Extract every line of the records below that contains the string "green", treating uppercase and lowercase as distinct.

[START OF Material provided]

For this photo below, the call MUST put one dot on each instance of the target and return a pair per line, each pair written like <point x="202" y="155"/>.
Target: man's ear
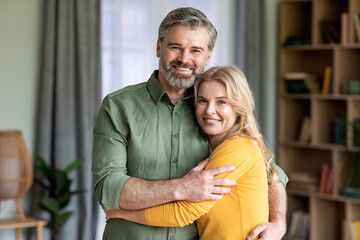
<point x="209" y="57"/>
<point x="158" y="48"/>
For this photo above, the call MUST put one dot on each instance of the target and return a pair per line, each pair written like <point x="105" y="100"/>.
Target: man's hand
<point x="197" y="185"/>
<point x="267" y="231"/>
<point x="200" y="185"/>
<point x="276" y="228"/>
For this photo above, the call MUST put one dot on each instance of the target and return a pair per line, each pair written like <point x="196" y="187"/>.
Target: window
<point x="129" y="35"/>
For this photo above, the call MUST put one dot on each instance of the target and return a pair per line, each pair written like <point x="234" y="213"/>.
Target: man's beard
<point x="177" y="80"/>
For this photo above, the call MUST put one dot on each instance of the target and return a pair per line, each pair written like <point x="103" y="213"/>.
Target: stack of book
<point x="326" y="179"/>
<point x="340" y="130"/>
<point x="306" y="181"/>
<point x="354" y="229"/>
<point x="351" y="87"/>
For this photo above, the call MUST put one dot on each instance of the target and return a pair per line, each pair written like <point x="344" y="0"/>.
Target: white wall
<point x="20" y="38"/>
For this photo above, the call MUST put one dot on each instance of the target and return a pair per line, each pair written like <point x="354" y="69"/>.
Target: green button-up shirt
<point x="140" y="133"/>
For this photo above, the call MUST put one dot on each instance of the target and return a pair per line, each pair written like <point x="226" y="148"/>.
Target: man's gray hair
<point x="191" y="18"/>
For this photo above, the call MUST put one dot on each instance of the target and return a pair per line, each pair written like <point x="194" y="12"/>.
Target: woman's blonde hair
<point x="241" y="98"/>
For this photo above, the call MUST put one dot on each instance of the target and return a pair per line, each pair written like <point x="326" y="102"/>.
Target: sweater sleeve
<point x="238" y="152"/>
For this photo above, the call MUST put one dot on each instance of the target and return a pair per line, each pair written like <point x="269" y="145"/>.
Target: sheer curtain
<point x="129" y="35"/>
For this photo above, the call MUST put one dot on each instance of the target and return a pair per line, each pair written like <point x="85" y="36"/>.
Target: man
<point x="148" y="132"/>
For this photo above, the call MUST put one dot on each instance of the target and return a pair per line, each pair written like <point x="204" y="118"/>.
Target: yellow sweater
<point x="237" y="212"/>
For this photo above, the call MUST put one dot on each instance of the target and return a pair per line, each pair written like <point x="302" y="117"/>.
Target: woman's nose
<point x="210" y="108"/>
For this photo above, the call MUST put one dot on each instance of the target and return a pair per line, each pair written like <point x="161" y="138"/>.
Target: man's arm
<point x="197" y="185"/>
<point x="113" y="188"/>
<point x="276" y="227"/>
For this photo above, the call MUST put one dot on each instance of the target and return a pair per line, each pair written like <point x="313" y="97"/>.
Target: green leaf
<point x="73" y="165"/>
<point x="49" y="204"/>
<point x="59" y="221"/>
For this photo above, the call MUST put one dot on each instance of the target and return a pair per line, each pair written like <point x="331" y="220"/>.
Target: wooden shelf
<point x="329" y="214"/>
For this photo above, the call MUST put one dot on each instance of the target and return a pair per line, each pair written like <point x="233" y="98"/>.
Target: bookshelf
<point x="305" y="47"/>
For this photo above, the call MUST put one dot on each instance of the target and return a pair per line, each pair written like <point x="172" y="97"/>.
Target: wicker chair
<point x="16" y="172"/>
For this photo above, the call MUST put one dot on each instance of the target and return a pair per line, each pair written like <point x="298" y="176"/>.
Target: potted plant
<point x="56" y="183"/>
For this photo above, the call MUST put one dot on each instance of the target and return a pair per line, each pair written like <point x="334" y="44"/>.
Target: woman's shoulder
<point x="239" y="142"/>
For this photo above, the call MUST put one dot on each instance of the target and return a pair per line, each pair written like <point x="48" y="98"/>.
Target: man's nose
<point x="184" y="56"/>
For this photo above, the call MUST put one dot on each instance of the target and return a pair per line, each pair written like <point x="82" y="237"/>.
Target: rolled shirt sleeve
<point x="109" y="155"/>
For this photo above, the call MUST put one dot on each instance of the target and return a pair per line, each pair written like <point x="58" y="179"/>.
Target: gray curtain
<point x="69" y="97"/>
<point x="251" y="54"/>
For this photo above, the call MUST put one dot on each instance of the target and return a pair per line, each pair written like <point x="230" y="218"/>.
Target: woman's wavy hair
<point x="241" y="98"/>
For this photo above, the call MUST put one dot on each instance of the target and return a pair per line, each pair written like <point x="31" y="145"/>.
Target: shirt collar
<point x="157" y="92"/>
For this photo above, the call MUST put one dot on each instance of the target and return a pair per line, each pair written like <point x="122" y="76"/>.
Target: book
<point x="329" y="181"/>
<point x="305" y="130"/>
<point x="323" y="177"/>
<point x="301" y="82"/>
<point x="306" y="181"/>
<point x="299" y="226"/>
<point x="330" y="31"/>
<point x="356" y="17"/>
<point x="326" y="80"/>
<point x="352" y="87"/>
<point x="354" y="230"/>
<point x="344" y="28"/>
<point x="293" y="222"/>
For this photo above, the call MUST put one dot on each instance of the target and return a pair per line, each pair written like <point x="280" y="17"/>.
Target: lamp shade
<point x="16" y="172"/>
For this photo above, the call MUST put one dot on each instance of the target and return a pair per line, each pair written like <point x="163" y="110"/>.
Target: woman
<point x="224" y="110"/>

[END OF Material provided]

Output for this task:
Target: green button-up shirt
Target: green leaf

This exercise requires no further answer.